Exercise goal: Copy the records from the line containing "TARGET = high-rise building" through the line containing "(1143, 502)", both included, and change every "t-shirt" to "tee shirt", leaving everything else as it is.

Recorded data:
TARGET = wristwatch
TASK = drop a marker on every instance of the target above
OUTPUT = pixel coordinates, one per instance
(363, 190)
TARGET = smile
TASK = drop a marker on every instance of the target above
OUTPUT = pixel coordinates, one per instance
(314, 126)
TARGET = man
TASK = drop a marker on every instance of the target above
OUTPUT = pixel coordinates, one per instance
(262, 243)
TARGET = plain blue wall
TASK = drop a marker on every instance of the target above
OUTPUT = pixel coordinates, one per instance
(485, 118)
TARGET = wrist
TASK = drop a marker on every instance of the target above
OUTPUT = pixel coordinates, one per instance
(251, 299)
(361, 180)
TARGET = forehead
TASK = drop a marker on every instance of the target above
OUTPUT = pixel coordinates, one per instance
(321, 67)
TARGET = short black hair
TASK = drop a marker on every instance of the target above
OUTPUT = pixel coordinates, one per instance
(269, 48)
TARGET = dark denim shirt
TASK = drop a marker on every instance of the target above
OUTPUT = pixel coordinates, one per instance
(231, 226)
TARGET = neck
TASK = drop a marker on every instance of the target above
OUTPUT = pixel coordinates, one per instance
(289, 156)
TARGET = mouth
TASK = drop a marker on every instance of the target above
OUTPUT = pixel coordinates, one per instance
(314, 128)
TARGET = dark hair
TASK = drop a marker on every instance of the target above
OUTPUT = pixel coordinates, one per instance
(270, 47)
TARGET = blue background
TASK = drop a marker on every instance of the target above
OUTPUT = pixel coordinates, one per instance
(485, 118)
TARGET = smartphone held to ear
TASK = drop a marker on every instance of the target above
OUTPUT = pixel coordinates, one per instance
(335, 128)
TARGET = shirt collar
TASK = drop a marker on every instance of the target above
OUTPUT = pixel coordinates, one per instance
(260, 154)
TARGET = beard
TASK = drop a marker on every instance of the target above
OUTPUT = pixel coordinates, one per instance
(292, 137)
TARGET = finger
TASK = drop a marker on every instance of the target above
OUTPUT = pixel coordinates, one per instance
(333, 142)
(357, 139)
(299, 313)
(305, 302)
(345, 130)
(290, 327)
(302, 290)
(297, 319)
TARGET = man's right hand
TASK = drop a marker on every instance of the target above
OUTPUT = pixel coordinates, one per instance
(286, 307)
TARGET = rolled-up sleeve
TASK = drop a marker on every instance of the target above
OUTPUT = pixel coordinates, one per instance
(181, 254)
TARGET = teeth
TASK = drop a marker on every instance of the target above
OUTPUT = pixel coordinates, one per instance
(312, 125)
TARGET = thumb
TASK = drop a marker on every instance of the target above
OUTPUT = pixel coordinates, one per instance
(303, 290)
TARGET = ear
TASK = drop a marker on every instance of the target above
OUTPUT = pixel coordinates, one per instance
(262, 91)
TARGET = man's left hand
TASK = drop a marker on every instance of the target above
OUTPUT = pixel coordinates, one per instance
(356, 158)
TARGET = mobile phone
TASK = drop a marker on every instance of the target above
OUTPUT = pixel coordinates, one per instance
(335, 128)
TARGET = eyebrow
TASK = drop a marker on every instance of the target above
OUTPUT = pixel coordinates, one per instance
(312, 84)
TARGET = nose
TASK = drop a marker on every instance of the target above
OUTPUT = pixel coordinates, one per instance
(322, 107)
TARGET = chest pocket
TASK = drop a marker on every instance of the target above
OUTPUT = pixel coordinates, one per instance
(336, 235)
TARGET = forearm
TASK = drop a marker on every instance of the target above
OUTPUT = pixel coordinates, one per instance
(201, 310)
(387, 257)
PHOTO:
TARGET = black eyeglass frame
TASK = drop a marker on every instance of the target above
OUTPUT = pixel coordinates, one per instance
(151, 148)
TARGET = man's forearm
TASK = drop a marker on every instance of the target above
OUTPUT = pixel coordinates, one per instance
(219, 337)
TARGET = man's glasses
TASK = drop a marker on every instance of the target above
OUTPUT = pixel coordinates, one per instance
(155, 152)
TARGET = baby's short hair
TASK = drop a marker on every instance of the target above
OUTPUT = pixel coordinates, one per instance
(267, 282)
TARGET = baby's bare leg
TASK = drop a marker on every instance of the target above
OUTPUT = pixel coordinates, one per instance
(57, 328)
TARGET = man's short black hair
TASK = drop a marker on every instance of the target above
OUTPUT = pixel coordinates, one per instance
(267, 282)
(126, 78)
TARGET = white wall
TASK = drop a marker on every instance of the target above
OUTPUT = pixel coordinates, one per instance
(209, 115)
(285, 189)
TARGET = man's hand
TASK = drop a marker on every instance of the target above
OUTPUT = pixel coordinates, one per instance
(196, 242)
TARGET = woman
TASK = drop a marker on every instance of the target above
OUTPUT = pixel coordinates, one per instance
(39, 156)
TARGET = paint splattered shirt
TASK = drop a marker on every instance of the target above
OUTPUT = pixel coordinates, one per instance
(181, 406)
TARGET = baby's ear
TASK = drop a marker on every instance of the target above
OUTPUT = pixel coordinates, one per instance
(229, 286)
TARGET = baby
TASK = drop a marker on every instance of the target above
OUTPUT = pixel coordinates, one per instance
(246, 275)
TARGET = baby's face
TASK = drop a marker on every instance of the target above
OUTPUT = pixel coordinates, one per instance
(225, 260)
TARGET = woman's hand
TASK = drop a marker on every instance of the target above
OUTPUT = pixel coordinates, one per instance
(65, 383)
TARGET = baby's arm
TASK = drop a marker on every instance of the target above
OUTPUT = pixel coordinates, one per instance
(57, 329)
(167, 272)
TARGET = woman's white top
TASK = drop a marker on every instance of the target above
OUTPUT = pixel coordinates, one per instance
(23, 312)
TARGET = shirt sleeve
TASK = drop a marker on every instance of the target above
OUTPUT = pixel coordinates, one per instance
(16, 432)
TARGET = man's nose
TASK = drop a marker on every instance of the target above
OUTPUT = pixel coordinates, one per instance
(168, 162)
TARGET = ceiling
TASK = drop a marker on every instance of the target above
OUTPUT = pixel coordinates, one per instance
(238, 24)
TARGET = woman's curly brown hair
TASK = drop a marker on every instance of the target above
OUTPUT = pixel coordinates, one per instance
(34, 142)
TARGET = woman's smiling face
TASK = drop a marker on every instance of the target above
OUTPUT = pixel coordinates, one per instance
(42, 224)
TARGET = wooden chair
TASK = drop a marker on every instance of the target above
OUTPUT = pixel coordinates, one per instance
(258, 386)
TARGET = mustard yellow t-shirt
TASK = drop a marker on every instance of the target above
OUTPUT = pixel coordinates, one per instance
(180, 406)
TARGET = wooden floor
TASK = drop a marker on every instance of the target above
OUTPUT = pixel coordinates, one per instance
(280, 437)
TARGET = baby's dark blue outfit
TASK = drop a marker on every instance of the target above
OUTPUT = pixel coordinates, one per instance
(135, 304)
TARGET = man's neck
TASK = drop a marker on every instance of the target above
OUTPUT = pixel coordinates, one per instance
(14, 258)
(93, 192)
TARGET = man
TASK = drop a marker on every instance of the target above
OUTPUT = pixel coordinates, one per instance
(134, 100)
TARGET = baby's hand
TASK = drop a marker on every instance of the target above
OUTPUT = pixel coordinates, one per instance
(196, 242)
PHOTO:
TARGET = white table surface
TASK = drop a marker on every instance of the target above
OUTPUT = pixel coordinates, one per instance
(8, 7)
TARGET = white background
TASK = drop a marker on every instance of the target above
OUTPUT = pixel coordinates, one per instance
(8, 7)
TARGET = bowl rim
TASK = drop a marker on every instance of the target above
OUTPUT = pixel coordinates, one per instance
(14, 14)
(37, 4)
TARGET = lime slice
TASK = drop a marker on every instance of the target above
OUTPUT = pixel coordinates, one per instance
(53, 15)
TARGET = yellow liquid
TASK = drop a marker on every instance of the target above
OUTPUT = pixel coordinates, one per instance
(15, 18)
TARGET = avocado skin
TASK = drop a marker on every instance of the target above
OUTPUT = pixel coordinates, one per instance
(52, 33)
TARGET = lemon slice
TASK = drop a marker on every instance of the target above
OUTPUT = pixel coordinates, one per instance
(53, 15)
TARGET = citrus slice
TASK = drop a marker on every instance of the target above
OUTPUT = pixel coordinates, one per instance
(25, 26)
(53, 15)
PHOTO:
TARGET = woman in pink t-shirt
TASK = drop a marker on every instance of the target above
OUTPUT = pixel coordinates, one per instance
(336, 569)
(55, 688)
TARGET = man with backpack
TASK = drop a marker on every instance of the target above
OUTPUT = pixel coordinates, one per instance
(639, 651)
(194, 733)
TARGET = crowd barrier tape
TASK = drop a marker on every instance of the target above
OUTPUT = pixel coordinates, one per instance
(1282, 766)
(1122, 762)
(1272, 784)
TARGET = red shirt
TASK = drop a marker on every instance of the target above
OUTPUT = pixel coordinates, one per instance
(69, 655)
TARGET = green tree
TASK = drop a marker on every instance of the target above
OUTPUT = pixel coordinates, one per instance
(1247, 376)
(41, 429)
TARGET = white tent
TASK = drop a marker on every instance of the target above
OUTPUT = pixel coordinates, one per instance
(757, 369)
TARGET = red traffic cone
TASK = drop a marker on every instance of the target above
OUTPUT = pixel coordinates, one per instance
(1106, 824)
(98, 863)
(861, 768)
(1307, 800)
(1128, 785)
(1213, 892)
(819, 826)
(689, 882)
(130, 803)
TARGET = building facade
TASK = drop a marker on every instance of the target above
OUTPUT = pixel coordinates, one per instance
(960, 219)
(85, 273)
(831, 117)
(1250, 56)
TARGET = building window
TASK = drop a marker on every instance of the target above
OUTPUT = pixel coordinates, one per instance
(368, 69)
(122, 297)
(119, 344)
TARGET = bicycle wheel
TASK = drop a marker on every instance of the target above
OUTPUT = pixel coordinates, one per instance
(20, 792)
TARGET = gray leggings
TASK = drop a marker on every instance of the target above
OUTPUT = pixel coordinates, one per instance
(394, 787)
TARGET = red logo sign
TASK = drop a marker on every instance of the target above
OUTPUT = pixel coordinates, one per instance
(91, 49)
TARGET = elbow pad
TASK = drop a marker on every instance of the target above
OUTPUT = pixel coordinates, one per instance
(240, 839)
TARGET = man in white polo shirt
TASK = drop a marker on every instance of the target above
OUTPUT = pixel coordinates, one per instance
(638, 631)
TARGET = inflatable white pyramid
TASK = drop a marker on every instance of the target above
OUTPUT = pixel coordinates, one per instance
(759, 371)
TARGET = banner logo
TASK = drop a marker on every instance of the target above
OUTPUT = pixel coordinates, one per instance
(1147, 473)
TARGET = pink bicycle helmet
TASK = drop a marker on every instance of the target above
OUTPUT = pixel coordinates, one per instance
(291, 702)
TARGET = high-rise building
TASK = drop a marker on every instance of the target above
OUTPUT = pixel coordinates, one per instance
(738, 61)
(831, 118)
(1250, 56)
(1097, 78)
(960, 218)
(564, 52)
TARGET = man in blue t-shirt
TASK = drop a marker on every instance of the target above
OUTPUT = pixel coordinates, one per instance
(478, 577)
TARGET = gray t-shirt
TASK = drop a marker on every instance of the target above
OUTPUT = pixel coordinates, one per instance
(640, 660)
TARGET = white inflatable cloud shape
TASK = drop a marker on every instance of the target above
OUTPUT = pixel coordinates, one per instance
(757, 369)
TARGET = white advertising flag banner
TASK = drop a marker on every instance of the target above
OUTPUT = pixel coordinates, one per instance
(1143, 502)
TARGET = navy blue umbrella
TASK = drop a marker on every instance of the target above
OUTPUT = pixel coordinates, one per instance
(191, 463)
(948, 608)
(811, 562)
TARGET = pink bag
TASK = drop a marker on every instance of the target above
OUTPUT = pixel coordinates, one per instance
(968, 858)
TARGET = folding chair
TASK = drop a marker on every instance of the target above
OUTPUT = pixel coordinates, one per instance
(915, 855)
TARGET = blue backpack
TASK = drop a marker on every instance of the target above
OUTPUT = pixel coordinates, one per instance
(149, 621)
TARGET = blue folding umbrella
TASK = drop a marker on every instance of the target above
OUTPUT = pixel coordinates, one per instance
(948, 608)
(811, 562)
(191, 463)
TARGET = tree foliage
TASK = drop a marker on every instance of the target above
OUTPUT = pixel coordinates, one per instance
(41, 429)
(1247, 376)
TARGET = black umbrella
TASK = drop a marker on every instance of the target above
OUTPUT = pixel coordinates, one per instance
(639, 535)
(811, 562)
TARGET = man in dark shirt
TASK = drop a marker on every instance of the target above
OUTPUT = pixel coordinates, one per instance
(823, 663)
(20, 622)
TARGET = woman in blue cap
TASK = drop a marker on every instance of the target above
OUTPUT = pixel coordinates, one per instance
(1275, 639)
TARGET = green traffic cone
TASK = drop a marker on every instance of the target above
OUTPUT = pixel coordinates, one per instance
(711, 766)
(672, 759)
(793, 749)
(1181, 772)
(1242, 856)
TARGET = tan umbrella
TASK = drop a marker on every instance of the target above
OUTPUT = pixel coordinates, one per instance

Solution for this problem:
TARGET = high-rise building
TASK = drop a marker on every instance of the target above
OUTPUT = pixel coordinates, one per instance
(738, 61)
(831, 118)
(1250, 56)
(1097, 78)
(960, 218)
(564, 52)
TARGET = man in blue tee shirt
TASK = drop a marker on every instance of the target above
OUTPUT = pixel coordinates, one per instance
(478, 577)
TARGET = gray tee shirt
TASK = drop a marker on every instance of the target above
OUTPUT = pixel coordinates, one per instance
(640, 660)
TARGET = white inflatable cloud shape
TASK = drop a marker on every instance of the target above
OUTPUT = pixel coordinates, one per instance
(757, 369)
TARGET = white advertising flag banner
TASK = drop a marker on every instance of the target above
OUTPUT = pixel coordinates, one per instance
(1143, 502)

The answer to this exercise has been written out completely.